WHAT THE EXERCISE ASKS: Count the lines in the material below that contain the string "provide" and reply with only that number.
---------- MATERIAL FOR THIS TASK
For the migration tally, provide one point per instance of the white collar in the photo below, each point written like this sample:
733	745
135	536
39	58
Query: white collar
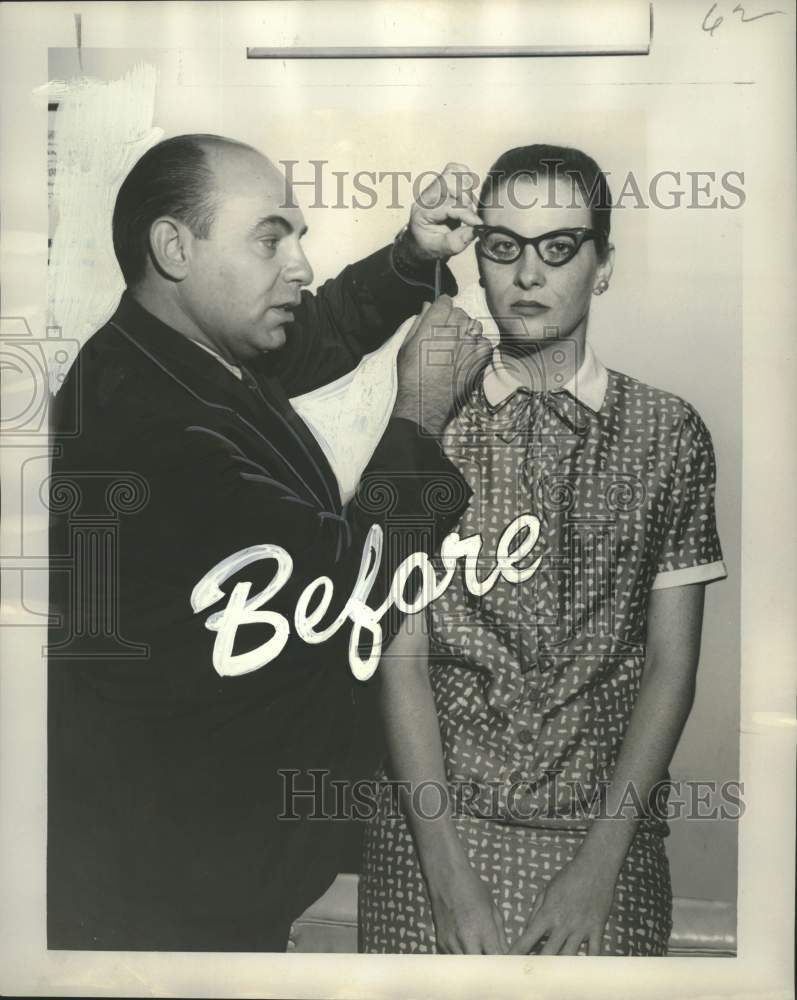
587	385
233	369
--------------------
---------- MATERIAL FOR THIS TASK
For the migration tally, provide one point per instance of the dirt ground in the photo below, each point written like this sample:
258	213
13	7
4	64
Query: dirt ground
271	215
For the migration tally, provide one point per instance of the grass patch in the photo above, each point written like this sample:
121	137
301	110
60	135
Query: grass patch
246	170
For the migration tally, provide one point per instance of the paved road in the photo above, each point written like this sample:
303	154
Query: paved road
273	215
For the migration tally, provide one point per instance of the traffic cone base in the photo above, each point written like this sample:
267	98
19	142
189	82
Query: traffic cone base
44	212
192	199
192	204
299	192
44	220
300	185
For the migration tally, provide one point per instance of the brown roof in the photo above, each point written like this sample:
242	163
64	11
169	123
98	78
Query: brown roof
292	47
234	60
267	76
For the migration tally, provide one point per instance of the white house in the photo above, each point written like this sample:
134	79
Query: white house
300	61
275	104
--------------------
FINISHED TASK: 7